= WRITTEN REQUEST A =
Answer these from the forum thread on classical music suggestions, one answer per line, marked like the questions:
(i) Which Sibelius work is among the pieces the first poster loves?
(ii) Which piece is recommended as "a shock to your system"?
(iii) Which Holst work appears in the last list of pieces?
= WRITTEN REQUEST B =
Pick up the forum thread on classical music suggestions after its last line and keep it going.

= READING PASSAGE =
** Begin **

# Pieces Suggestions



## Minh Phung (Feb 6, 2018)

Hello, i'll considered myself quite new to classical music, and i'm wondering i can have some pieces suggestions.

These are some of pieces that i completely love:

Beethoven Symphony 3, 5, 6, 7, Piano Concerto Emperor
Brahms Symphony 2
Mozart Oboe Concerto in C, Piano Concerto No. 11, Sinfonia for Concertante in E Flat, Serenade No. 13
Sibelius Violin Concerto Op.47
Shostakovich Piano Concerto No. 2
Lizst La Campanella, Lover's Dream
Chopin Nocturn No. 20


----------



## Phil loves classical (Feb 8, 2017)

It sounds lime you like more melodic, tuneful music that is not overly aggressive. Ravel is very tuneful in a more modern way. Dvorak Symphony 9, Tchaikovsky more traditional. Shostakovich A Major fugue will probably do it for you.

If you want a shock to your system, try Rite of Spring,


----------



## Pugg (Aug 8, 2014)

Rossoni's string sonatas, Haydn string quartets , Bach Brandenburg Concertos.
All on the safe site, enjoy.


----------



## bharbeke (Mar 4, 2013)

These are some more pieces that are great for those just getting started that still sound great to more experienced listeners, too:

Grieg piano concerto
Tchaikovsky violin concerto
The other piano concertos by Mozart and Beethoven
Holst's The Planets
Mozart Symphony No. 41 "Jupiter"

** End **

= STORED DATA =
** Begin **

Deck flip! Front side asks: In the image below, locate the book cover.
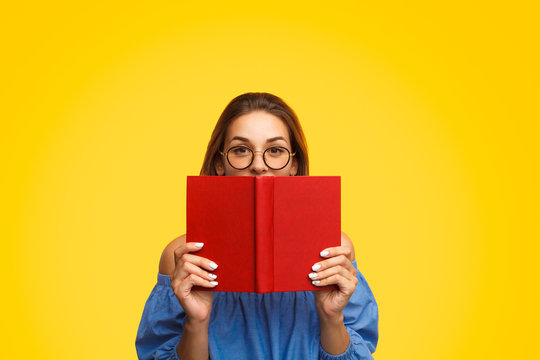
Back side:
[186,176,341,293]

** End **

= FINAL ANSWER A =
(i) Violin Concerto Op.47
(ii) Rite of Spring
(iii) The Planets

= FINAL ANSWER B =
----------



## Robert Gamble (Dec 18, 2016)

Tchaikovsky Piano Concerto
Rachmaninoff Piano Concerto No. 2
Sibelius Symphony No. 5


----------



## Oldhoosierdude (May 29, 2016)

If you are trying out music and you are ok with mp3 downloads, you can't go wrong with the Bach Guild box sets available from Classics Select. All of them have large amounts of music. The large majority are good performances with great sound and they are $.99, sometimes less. I believe they are also available internationally . For $20 you can pick up enough music to last you quite a long time. It will give you a great overview of a wide variety of classical music. They are an amazing value. Amazon also carries they but sometimes a higher price.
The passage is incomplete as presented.